- [Extrait source]
+++

Etude UCLouvain
Comment les bébés apprennent à voir après une cécité précoce
Une étude internationale menée par des neuroscientifiques de l'UCLouvain révèle que des bébés privés de vision durant leurs premiers mois peuvent malgré tout reconnaître visages, objets et mots presque normalement, après une intervention. Cette découverte redistribue les cartes sur la plasticité du cerveau.
En Belgique, plusieurs dizaines de bébés naissent chaque année avec une cécité précoce due à une cataracte congénitale bilatérale dense, nécessitant une opération pour restaurer la vue. L'étude montre qu'à l'âge adulte, ces personnes présentent encore une altération dans la zone du cerveau chargée d'analyser les détails visuels. En revanche, les régions impliquées dans la reconnaissance des visages, des objets et des mots semblent fonctionner presque normalement.

+++

- [Liste des activités]
- 1) D'après l'extrait sur la vue des bébés, pourquoi les bébés dont il parle doivent-ils être opérés ? Répondez en une à trois phrases.
- 2) Répondez à ces questions à partir de l'extrait sur la vue des bébés.
(a) De quelle université viennent les neuroscientifiques qui ont mené l'étude ?
(b) Dans quel pays plusieurs dizaines de bébés naissent-ils chaque année avec cette cécité précoce ?
(c) Quelle zone du cerveau présente encore une altération à l'âge adulte ?
La liste qui suit n'a aucun rapport avec l'extrait.

+++

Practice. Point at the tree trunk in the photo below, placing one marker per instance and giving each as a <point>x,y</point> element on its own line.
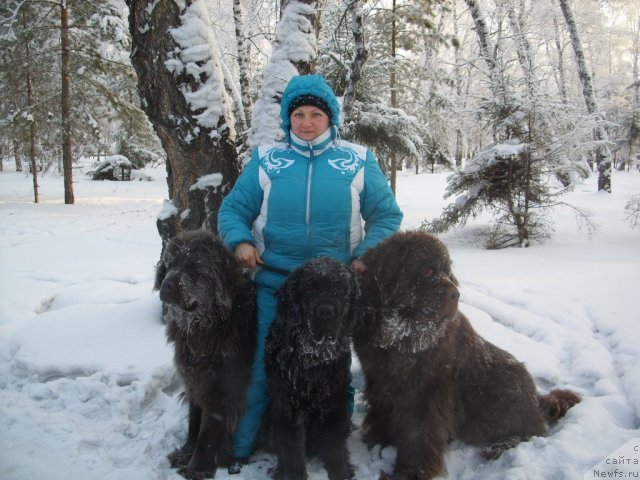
<point>562,83</point>
<point>394,98</point>
<point>286,61</point>
<point>32,126</point>
<point>65,101</point>
<point>244,75</point>
<point>634,128</point>
<point>360,55</point>
<point>202,163</point>
<point>603,154</point>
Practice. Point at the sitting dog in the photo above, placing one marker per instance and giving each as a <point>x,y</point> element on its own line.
<point>307,361</point>
<point>209,311</point>
<point>430,378</point>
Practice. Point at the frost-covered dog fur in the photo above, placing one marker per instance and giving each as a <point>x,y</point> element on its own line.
<point>307,360</point>
<point>430,378</point>
<point>209,311</point>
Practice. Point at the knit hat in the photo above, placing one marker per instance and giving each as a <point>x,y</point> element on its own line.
<point>309,100</point>
<point>306,88</point>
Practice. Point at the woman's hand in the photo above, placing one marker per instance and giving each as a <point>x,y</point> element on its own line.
<point>247,255</point>
<point>359,266</point>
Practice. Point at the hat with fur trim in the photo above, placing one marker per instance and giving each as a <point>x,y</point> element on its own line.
<point>305,90</point>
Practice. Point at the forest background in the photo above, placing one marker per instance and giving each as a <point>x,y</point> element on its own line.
<point>523,99</point>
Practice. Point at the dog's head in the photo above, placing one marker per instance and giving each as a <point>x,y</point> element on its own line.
<point>197,273</point>
<point>322,298</point>
<point>409,291</point>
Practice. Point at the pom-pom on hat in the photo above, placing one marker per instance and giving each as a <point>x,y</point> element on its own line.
<point>305,87</point>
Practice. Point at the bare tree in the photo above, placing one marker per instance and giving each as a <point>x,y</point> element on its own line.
<point>65,104</point>
<point>183,95</point>
<point>243,61</point>
<point>603,154</point>
<point>294,52</point>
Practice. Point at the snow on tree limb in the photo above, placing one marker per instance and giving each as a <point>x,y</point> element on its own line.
<point>198,57</point>
<point>295,43</point>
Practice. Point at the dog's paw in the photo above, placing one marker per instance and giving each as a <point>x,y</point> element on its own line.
<point>494,451</point>
<point>191,474</point>
<point>179,457</point>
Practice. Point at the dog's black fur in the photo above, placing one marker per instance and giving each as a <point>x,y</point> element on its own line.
<point>209,311</point>
<point>430,378</point>
<point>307,361</point>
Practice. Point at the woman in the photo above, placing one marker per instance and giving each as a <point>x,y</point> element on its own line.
<point>298,200</point>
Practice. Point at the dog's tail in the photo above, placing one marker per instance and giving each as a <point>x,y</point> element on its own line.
<point>556,403</point>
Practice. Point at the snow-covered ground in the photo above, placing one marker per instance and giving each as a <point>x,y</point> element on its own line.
<point>87,388</point>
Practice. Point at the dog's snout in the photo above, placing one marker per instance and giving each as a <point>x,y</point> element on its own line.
<point>449,303</point>
<point>170,289</point>
<point>325,311</point>
<point>452,294</point>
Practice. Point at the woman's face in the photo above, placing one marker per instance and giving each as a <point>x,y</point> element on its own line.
<point>309,122</point>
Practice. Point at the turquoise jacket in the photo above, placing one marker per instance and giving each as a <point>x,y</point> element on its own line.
<point>299,200</point>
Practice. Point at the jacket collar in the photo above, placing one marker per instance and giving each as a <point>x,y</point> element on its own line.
<point>315,146</point>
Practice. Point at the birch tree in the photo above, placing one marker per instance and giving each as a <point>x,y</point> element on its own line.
<point>603,154</point>
<point>294,53</point>
<point>181,85</point>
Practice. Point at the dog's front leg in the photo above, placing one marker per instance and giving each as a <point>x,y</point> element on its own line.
<point>181,456</point>
<point>332,433</point>
<point>422,446</point>
<point>204,460</point>
<point>289,440</point>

+++

- [Réponses numérotées]
- 1) Ces bébés naissent avec une cécité précoce due à une cataracte congénitale bilatérale dense. L'opération est nécessaire pour leur restaurer la vue.

- 2)
(a) De l'UCLouvain.
(b) En Belgique.
(c) La zone du cerveau chargée d'analyser les détails visuels.